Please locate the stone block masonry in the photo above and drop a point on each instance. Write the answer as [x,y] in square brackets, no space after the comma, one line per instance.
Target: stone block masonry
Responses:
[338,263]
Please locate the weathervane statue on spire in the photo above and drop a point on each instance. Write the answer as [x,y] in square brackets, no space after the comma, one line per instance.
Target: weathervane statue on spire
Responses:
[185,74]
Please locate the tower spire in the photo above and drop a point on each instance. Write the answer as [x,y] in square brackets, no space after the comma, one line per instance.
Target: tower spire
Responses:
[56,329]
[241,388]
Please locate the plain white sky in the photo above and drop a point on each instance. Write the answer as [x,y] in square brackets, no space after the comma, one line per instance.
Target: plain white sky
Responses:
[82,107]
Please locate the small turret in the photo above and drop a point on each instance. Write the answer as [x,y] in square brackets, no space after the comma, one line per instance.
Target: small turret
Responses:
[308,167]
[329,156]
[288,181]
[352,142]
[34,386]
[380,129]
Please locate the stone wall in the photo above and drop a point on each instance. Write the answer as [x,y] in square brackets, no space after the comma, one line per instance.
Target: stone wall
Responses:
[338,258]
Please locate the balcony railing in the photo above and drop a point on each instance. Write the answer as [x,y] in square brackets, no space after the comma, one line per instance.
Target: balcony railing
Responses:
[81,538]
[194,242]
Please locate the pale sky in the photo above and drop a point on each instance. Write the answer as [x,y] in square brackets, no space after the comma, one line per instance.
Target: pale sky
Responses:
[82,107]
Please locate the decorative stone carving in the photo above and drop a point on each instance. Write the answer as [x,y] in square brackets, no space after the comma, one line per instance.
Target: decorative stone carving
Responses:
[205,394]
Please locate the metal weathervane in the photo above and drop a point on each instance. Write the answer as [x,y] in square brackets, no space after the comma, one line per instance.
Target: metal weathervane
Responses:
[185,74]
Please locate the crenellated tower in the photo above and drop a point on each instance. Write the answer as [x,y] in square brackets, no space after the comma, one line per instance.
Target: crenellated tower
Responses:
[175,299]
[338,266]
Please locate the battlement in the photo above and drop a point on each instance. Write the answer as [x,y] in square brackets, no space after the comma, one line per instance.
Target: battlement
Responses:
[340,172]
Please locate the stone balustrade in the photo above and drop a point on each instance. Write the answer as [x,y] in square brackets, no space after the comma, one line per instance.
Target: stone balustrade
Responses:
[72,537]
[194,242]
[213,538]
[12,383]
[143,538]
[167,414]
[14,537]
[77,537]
★ ★ ★ ★
*TO DO*. Give every entry in the listing above again, exactly as written.

*YOUR SOLUTION*.
Please locate the stone block masonry in the photo above and drop a point on each instance. Write the answer as [x,y] in square brackets, no space after the comma, one line per instance.
Target: stone block masonry
Responses:
[338,263]
Please locate the weathervane statue on spire in the photo above and drop a point on each instance. Write the answer as [x,y] in square brackets, no space after the comma, one line per instance.
Target: weathervane statue on spire
Responses:
[185,74]
Please locate the tower spire in the photo above and drop a point on each instance. Write the answer as [x,y] in square brackets, no space after the comma, one line per instance.
Target: tower spire
Responses:
[56,329]
[241,388]
Please locate the plain white sky in the photo above and drop a point on each instance. Write the answer as [x,y] in square brackets, no space after the comma, one line per instance.
Target: plain white sky
Responses:
[82,107]
Please locate the small turret in the photo above and drop a point on each instance. Write the answer as [x,y] in square brackets, no space after the comma, one line per instance.
Target: small turret
Responses:
[308,167]
[329,156]
[288,181]
[352,142]
[34,386]
[380,129]
Please locate the stone wall in the photo above and drop a point on each instance. Write the answer as [x,y] in square brackets, no space after the comma, one line per instance.
Target: stone wall
Responses:
[338,258]
Please locate the balcony railing in the photo above and drop a point on each instance. Write the answer as [x,y] in square brackets, no space after the comma, one line per instance.
Target: balcony railing
Responses:
[81,538]
[194,242]
Please locate the pale sky in the photo above and drop a point on each instance. Write the answer as [x,y] in square brackets, no space after the comma, one line per instance.
Target: pale sky
Responses:
[82,107]
Please locate the decorative stone carving in the photo above and drop a point on each instance. Write the answer as [x,y] in square brackets, no space after the comma, one line per instance.
Target: decorative stone carving
Responses:
[205,394]
Please locate the metal weathervane in the photo above and drop a point on each instance. Write the answer as [x,y] in square brackets, no space after the comma, one line per instance.
Target: metal weathervane
Responses:
[185,74]
Please locate the crenellated tower in the photo above and drop a point on each instance. Write the answer as [x,y] in square brackets, no space after the comma, one line per instance.
Target: crenellated tower
Responses:
[175,299]
[338,266]
Please locate the battlement in the photo above and drop a point on each instance. Write the answer as [x,y] in square brackets, no space after the comma, one line per instance.
Target: battlement
Responses:
[340,172]
Please locate the stone balustrade in the photo above and drop a point on each instance. Write the answer as [x,y] in square brackets, no space after the comma, one line per instance.
Target: stone balustrade
Responses:
[72,537]
[194,242]
[213,538]
[12,383]
[143,538]
[167,414]
[14,537]
[77,537]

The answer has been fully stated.